#### Tasks to perform
- 1) Reproduce the cross-validation notebook code from "r_mse.append(preds[4])" to "all_r_mses.append(r_mse)", swapping "all_c_accs" for "all_c_accuracies" wherever it appears.
- 2) Write the next part of the cross-validation notebook code, picking up right after its final line.

#### Extracted text
Y_train_img_c = np.stack(Y_train_c, axis=0).reshape((len(Y_train_c), 1))
Y_train_img_r = np.stack(Y_train_r, axis=0).reshape((len(Y_train_r), 1))

In [None]:
X_train_img = X_train_img.astype(np.float16)
Y_train_img_c = Y_train_img_c.astype(np.float16)
Y_train_img_r = Y_train_img_r.astype(np.float16)

In [None]:
X_train_img.shape

In [None]:
# preds 1=c_loss, 2=r_loss, 3=c_acc, 4=r_mse
all_losses = []
all_c_losses = []
all_r_losses = []
all_c_accs = []
all_r_mses = []

n_folds = 5
models = 3
for m_num in range(models):
  loss = []
  c_loss = []
  r_loss = []
  c_acc = []
  r_mse = []
  for i in range(n_folds):
      print(f"Model {m_num} Training on Fold: {i+1}")
      t_x, val_x, t_y_c, val_y_c, t_y_r, val_y_r = train_test_split(X_train_img, Y_train_img_c, Y_train_img_r, test_size=0.3, random_state = np.random.randint(1,1000, 1)[0])
      model = eval(f'create_model_v{m_num}()')
      model.fit(t_x, {'classification': t_y_c, 'regression': t_y_r}, epochs=10, batch_size=64)
      preds = model.evaluate(val_x, {'classification': val_y_c, 'regression': val_y_r}, batch_size=32, verbose=1, sample_weight=None)
      loss.append(preds[0])
      c_loss.append(preds[1])
      r_loss.append(preds[2])
      c_acc.append(preds[3])
      r_mse.append(preds[4])
  all_losses.append(loss)
  all_c_losses.append(c_loss)
  all_r_losses.append(r_loss)
  all_c_accs.append(c_acc)
  all_r_mses.append(r_mse)

In [None]:
# == Provide average scores ==
for m in range(models):
  print(f'Model {m}')
  # print('------------------------------------------------------------------------')
  print('Score per fold')
  for f in range(n_folds):
    # print('------------------------------------------------------------------------')
    print(f'> Fold {f+1} - loss: {round(all_losses[m][f], 4)} - c_loss: {round(all_c_losses[m][f], 4)} - r_loss: {round(all_r_losses[m][f], 4)} - c_acc: {round(all_c_accs[m][f], 4)} - r_mse: {round(all_r_mses[m][f], 4)}')

#### Available data
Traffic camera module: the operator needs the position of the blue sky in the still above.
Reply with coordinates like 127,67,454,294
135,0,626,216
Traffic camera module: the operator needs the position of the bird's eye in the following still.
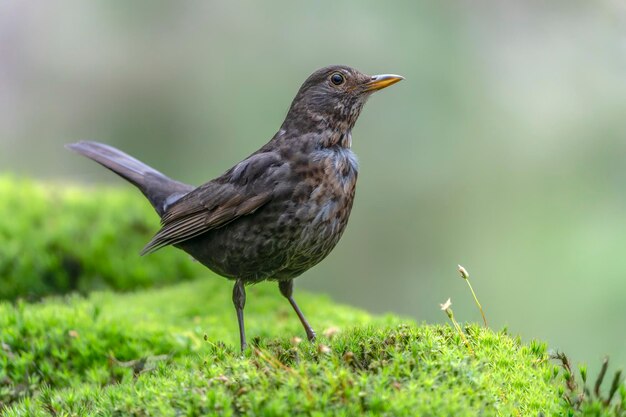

#### Answers provided
- 1)
r_mse.append(preds[4])
  all_losses.append(loss)
  all_c_losses.append(c_loss)
  all_r_losses.append(r_loss)
  all_c_accuracies.append(c_acc)
  all_r_mses.append(r_mse)

- 2)
  # print('------------------------------------------------------------------------')
  print('Average scores for all folds:')
  print(f'> avg loss: {round(np.mean(all_losses[m]), 4)} (+- {round(np.std(all_losses[m]), 4)})')
  print(f'> avg c_loss: {round(np.mean(all_c_losses[m]), 4)} (+- {round(np.std(all_c_losses[m]), 4)})')
  print(f'> avg r_loss: {round(np.mean(all_r_losses[m]), 4)} (+- {round(np.std(all_r_losses[m]), 4)})')
  print(f'> avg c_acc: {round(np.mean(all_c_accs[m]), 4)} (+- {round(np.std(all_c_accs[m]), 4)})')
  print(f'> avg r_mse: {round(np.mean(all_r_mses[m]), 4)} (+- {round(np.std(all_r_mses[m]), 4)})')
  print('------------------------------------------------------------------------')

In [None]:
# carrega as imagens usadas para testar 
X_test_img = []
for file in X_test:
    im = imread(file)
    np_img = np.asarray(crop_center(im, crop_size, crop_size)).reshape((1,150,150,1))
    if len(X_test_img):
      X_test_img = np.append(X_test_img, np_img, axis=0)
    else:
      X_test_img = np_img

print(f'loaded test images')

Y_test_img_c = Y_test_c
Y_test_img_c = np.stack(Y_test_img_c, axis=0).reshape((len(Y_test_img_c), 1))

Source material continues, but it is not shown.